### REQUIRED ACTION
Set down the complete data exactly as it appears below.

=== Begin Enclosure ===

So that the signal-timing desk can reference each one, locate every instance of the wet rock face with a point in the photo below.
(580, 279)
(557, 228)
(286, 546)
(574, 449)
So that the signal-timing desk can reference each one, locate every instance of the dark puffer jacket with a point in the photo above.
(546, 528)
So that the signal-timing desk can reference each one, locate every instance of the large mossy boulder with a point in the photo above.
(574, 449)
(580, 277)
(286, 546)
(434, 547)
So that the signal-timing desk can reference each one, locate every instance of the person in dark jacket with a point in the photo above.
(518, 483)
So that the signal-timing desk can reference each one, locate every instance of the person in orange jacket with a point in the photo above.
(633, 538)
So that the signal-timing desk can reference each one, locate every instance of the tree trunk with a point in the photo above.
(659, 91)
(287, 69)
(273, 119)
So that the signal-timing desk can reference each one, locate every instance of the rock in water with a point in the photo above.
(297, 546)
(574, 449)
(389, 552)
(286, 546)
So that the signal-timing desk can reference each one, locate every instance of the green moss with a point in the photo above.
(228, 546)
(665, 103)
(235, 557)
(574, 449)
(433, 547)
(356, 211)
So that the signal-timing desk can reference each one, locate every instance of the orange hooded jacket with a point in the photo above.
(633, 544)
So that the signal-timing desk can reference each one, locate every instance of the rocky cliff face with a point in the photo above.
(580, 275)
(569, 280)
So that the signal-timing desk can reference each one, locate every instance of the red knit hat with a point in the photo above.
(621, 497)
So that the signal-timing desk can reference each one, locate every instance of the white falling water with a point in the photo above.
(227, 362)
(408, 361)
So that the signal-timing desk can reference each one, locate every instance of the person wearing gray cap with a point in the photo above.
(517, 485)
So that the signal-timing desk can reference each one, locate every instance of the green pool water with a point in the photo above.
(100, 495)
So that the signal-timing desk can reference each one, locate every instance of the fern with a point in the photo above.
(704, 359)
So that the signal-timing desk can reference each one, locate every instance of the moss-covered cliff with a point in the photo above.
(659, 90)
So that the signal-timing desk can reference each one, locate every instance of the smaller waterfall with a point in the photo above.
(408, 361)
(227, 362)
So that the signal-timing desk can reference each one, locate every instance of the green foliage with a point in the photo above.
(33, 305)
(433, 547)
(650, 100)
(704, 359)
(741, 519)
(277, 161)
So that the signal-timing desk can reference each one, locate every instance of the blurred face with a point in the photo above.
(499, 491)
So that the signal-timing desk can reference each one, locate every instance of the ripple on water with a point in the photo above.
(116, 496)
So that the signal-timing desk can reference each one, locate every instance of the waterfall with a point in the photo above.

=== End Enclosure ===

### FINAL ANSWER
So that the signal-timing desk can reference each one, locate every instance of the wet rock face with a point in the photo below.
(580, 279)
(557, 228)
(286, 546)
(574, 449)
So that the signal-timing desk can reference each one, locate every instance of the dark puffer jacket with a point in the photo above.
(546, 528)
So that the signal-timing desk can reference each one, locate every instance of the large mossy boulder with a point in the photo above.
(574, 449)
(580, 277)
(286, 546)
(434, 547)
So that the signal-timing desk can reference each one, locate every instance of the person in dark jacket with a point in the photo above.
(518, 483)
So that the signal-timing desk can reference each one, locate every instance of the person in orange jacket with a point in the photo above.
(633, 538)
So that the signal-timing desk can reference each one, locate every instance of the tree trunk with a point in the photo above.
(659, 91)
(287, 69)
(273, 119)
So that the signal-timing desk can reference each one, locate every instance of the rock in water with a point in the photo above.
(297, 546)
(574, 449)
(389, 552)
(286, 546)
So that the signal-timing desk can reference each one, locate every instance of the green moss with a point in the photo above.
(228, 546)
(665, 103)
(235, 557)
(574, 449)
(433, 547)
(356, 211)
So that the signal-timing desk can reference each one, locate every instance of the orange hooded jacket with a point in the photo above.
(633, 544)
So that the signal-timing desk can reference each one, locate every instance of the rocky cliff face with a point in the photo above.
(580, 275)
(569, 280)
So that the signal-timing desk can reference each one, locate every instance of the red knit hat with a point in the photo above.
(621, 497)
So that the signal-timing desk can reference each one, locate every instance of the white falling water with a point in the photo above.
(227, 362)
(408, 361)
So that the signal-timing desk can reference each one, locate every instance of the person wearing gray cap with a point in the photo above.
(517, 485)
So that the signal-timing desk can reference each one, locate every instance of the green pool water with a point in the photo above.
(100, 495)
So that the signal-timing desk can reference each one, locate every instance of the fern with a point in the photo above.
(704, 359)
So that the signal-timing desk can reference each one, locate every instance of the moss-covered cliff with a point in the photo above.
(659, 90)
So that the signal-timing desk can reference each one, locate every instance of the smaller waterfall with a point in the photo above.
(408, 361)
(227, 362)
So that the signal-timing desk can reference each one, locate every instance of the green foliage with a point in the photo above.
(33, 305)
(433, 547)
(650, 100)
(704, 359)
(741, 519)
(277, 161)
So that the signal-timing desk can reference each one, locate every instance of the blurred face with a point in the photo above.
(499, 491)
So that the signal-timing desk can reference each one, locate every instance of the ripple on water with a point in the photo above.
(116, 496)
So that the signal-timing desk can reference each one, locate every instance of the waterfall with a point in the photo above.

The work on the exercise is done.